** SOURCE DATA **
──────────────────────────────

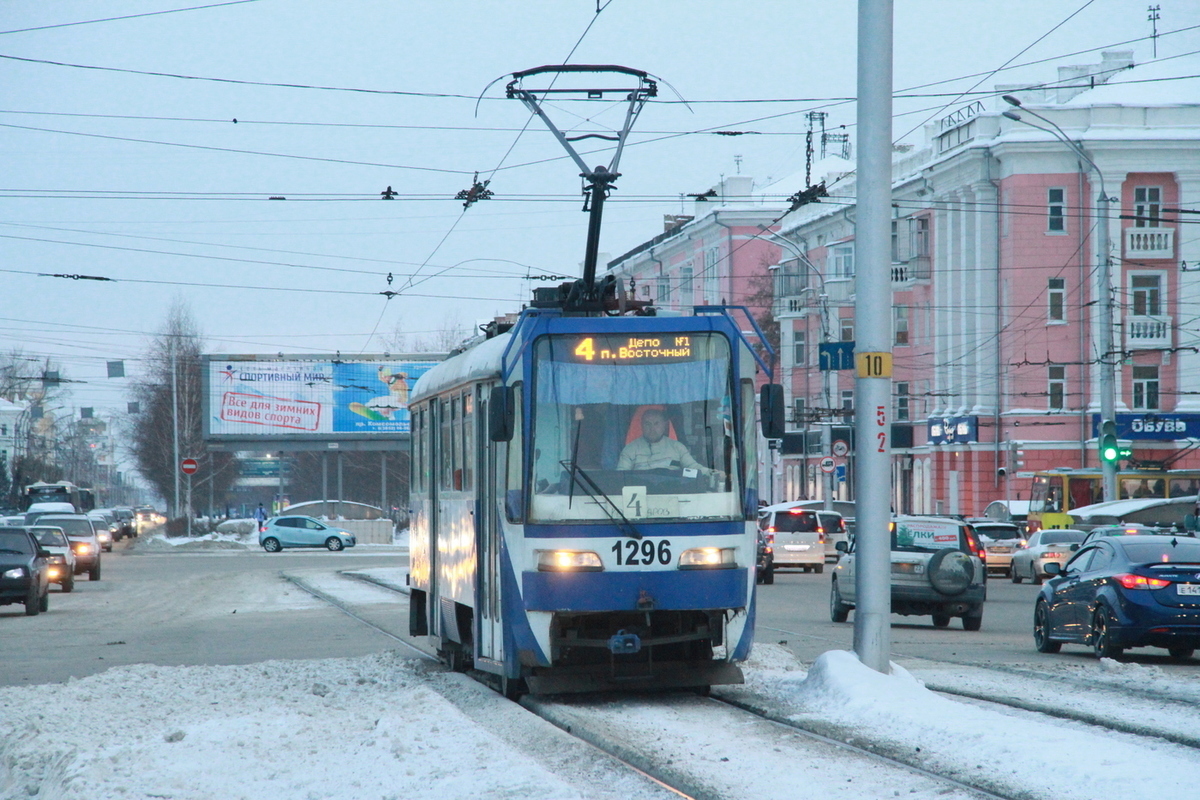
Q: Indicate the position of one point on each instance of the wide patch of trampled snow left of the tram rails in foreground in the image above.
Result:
(373, 727)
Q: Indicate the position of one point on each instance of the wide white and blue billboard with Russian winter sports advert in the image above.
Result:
(309, 398)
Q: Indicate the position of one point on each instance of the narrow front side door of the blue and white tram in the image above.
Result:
(488, 531)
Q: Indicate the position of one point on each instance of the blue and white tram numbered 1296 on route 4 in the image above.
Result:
(535, 557)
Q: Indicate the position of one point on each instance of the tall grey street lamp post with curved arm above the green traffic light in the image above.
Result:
(1105, 279)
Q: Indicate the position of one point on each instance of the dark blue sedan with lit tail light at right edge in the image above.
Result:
(1124, 592)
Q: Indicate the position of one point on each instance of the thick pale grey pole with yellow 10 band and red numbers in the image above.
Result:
(873, 335)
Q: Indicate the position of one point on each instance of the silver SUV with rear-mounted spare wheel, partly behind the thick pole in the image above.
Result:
(938, 569)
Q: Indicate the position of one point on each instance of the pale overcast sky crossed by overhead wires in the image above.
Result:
(146, 179)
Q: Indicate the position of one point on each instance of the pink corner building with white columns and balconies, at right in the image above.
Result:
(995, 287)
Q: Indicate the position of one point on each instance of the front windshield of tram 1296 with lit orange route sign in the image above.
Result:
(634, 428)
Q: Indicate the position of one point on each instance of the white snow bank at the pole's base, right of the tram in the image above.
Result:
(1010, 751)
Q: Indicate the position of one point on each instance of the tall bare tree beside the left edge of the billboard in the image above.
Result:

──────────────────────────────

** ASSIGNMENT **
Every line of the listing that includes the word "route" forms the answer.

** THE ANSWER **
Q: Indicate the position of one point on each instance of the blue and white tram numbered 1296 on route 4 in the image above.
Q: Indicate the position of one point on each instance of the front windshield of tram 1296 with lit orange route sign in the image above.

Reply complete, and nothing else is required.